• [Tasks for this exercise]
- a) In the article on Hiromasa Fujimori's doping appeal, reproduce the text word for word, beginning at the words "Previous claims of" and stopping after the words "in their animals.".
- b) According to the article on Hiromasa Fujimori's doping appeal, on what date will his suspension expire?
- c) Decide whether each statement agrees with the article on Hiromasa Fujimori's doping appeal. Answer yes or no for each, and quote the words from the article that settle it. (i) Fujimori finished 3rd in the 200 IM at the 2016 Olympic Games. (ii) Of his medals from the 2018 World Short Course Championships, only the one from the 100 IM is being stripped. (iii) Fujimori argued that his positive test came from rice balls eaten the day before the test.

Top of Excerpted passage

Japanese swimmer Hiromasa Fujimori lost his appeal in front of the Court of Arbitration for Sport (CAS) against a FINA doping suspension.
The 28-year old Fujimori tested positive for the banned substance methylephedrine during the 2018 FINA World Short Course Swimming Championships in Hangzhou, China. At that meet, he finished 3rd in both the 100 IM and 200 IM.
Fujimori was 4th in the 200 IM at the 2016 Olympic Games.
On August 27th, 2019, the FINA Doping Panel issues Fujimori a two-year period of ineligibility that was back-dated to January 1st, 2019. As part of his appeal, he requested that the 2-year ban be reduced to “a reprimand or a period of ineligibility of between 3 and 6 months, or a maximum of 12 months commencing on 14 December 2018.”
He argued in the appeal that the positive test came from the ingestion of ‘potentially contaminated rice balls’ the day before the test.
The sole CAS arbitrator in the case concluded that this was not a plausible source of the contamination. Under anti-doping sentencing rules, the maximum 4-year suspension for a first test can be reduced to 2 years if the presiding authority believes that the athlete did not intentionally dope (a bar that has generally been applied at a very low level), but to further reduce the sentence requires an explanation of a source of contamination (though those standards aren’t always equitably applied either).
Methylephedrine is classed as a stimulant.
Previous claims of food contamination in China have been used to attempt to reduce, or even eliminate, doping suspensions, most famously in the cycling community with Spanish cyclist Alberto Contador, a two-time Tour de France winner (after having his 3rd title in 2010 stripped). Volleyball player Miriam Sylla had her doping case dropped in 2017 after authorities believed her contaminated food case. In those food contamination cases specifically, clenbuterol has been the most frequent target, with Chinese livestock farmers being known for using the substance in their animals.
Methylephedrine is a common ingredient in over-the-counter medicinal products and supplements, and the amount in Fujimori’s sample was described as “vanishingly small.” FINA, in its original ruling, made a strong case to reduce Fujimori’s suspension, including demonstrating the care, in general, he took with testing his supplements, but ultimately ruled that they did not consider the circumstances to be “exceptional.”
Because Fujimori tested negative after the 200 IM final and positive only after the 100 IM final, only his medal from the 100 IM is being stripped.
Fujimori’s suspension will expire on January 1, 2021, after the Olympic Games but before the Japan-hosted 2021 World Championships.

Bottom of Excerpted passage
Top of Data

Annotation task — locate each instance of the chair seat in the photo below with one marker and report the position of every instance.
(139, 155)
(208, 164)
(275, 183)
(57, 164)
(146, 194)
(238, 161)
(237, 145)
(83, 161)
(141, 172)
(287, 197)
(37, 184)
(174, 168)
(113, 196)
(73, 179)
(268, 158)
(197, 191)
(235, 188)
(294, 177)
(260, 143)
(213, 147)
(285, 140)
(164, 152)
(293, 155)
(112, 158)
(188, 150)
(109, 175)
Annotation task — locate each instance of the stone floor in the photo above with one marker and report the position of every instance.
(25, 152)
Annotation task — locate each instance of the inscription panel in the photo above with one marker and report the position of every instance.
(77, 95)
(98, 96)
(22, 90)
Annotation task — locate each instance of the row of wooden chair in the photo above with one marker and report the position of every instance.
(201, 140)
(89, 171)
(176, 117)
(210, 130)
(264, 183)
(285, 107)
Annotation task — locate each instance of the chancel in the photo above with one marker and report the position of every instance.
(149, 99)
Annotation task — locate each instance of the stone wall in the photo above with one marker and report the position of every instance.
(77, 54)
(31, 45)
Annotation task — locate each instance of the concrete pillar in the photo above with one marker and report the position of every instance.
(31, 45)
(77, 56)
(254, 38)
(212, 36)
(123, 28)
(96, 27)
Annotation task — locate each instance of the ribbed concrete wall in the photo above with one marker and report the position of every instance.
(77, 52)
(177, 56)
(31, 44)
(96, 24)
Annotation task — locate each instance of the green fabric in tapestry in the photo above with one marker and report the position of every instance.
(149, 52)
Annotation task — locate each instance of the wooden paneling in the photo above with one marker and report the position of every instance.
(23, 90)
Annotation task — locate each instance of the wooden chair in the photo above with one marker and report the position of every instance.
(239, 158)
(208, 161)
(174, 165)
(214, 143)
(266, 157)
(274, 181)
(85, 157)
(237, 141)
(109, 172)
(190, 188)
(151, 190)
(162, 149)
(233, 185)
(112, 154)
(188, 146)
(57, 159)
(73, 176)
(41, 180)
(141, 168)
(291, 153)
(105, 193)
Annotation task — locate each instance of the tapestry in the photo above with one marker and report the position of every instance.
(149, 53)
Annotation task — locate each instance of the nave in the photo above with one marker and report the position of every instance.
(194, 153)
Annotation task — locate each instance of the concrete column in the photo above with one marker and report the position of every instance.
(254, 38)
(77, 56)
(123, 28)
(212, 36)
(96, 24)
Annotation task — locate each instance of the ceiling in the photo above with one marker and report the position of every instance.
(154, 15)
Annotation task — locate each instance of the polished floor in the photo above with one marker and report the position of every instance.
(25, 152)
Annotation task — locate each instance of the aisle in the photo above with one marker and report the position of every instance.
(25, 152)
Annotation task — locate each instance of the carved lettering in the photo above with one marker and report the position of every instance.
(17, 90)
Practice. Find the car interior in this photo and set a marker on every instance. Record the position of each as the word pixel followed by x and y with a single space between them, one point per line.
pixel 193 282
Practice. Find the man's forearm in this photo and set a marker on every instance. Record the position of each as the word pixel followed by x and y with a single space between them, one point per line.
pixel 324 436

Bottom of Data

• [Results of the exercise]
- a)
Previous claims of food contamination in China have been used to attempt to reduce, or even eliminate, doping suspensions, most famously in the cycling community with Spanish cyclist Alberto Contador, a two-time Tour de France winner (after having his 3rd title in 2010 stripped). Volleyball player Miriam Sylla had her doping case dropped in 2017 after authorities believed her contaminated food case. In those food contamination cases specifically, clenbuterol has been the most frequent target, with Chinese livestock farmers being known for using the substance in their animals.

- b) January 1, 2021

- c)
(i) No: "Fujimori was 4th in the 200 IM at the 2016 Olympic Games."
(ii) Yes: "only his medal from the 100 IM is being stripped."
(iii) Yes: "the positive test came from the ingestion of ‘potentially contaminated rice balls’ the day before the test."